## GOAL OF THE EXERCISE
Turn the lines of the material below into a numbered list, starting at the line containing "# test: pointer drops one pin on the smoke" and continuing through the last line of the material, with any blank lines omitted.

[Location annotation dataset excerpts]
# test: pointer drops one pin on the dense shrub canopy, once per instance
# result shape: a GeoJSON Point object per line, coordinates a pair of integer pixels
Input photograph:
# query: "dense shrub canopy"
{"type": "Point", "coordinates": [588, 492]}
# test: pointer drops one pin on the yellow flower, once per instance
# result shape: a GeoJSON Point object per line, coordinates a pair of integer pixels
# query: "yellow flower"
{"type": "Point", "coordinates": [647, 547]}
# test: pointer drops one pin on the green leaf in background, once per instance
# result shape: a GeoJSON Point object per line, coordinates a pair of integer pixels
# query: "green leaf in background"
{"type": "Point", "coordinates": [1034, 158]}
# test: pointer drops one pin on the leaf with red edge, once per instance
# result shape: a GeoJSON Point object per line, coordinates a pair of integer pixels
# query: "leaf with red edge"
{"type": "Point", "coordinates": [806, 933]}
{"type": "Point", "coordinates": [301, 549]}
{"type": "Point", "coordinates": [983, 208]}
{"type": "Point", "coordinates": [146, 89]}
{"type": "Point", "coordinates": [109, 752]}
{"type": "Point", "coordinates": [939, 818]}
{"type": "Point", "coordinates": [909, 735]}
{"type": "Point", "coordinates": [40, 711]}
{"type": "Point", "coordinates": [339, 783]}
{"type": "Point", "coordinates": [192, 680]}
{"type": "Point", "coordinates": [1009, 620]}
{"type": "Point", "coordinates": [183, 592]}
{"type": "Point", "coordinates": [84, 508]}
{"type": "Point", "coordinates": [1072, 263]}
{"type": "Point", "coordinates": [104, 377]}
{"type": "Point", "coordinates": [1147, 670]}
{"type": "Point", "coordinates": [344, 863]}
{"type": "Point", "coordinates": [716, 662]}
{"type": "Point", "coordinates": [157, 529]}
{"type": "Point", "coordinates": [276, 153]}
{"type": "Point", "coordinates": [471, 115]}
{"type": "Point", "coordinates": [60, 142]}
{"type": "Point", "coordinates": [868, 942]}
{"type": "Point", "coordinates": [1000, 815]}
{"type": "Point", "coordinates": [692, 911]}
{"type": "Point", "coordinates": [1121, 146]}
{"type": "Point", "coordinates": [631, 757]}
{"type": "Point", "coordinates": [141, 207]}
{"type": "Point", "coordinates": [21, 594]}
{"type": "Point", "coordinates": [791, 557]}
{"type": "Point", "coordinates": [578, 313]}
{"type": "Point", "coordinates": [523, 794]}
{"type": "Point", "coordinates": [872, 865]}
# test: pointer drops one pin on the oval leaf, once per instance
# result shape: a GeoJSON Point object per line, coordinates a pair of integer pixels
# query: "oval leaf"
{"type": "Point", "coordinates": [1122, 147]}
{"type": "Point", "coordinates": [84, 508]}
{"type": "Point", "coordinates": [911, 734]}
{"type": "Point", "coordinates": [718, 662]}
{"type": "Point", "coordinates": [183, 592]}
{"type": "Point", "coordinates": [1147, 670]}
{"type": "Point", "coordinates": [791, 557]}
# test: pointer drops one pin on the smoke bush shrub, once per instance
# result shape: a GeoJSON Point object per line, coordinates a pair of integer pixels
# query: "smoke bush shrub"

## COMPLETED TASK
1. # test: pointer drops one pin on the smoke bush shrub, once per instance
2. # result shape: a GeoJSON Point object per line, coordinates a pair of integer pixels
3. # query: "smoke bush shrub"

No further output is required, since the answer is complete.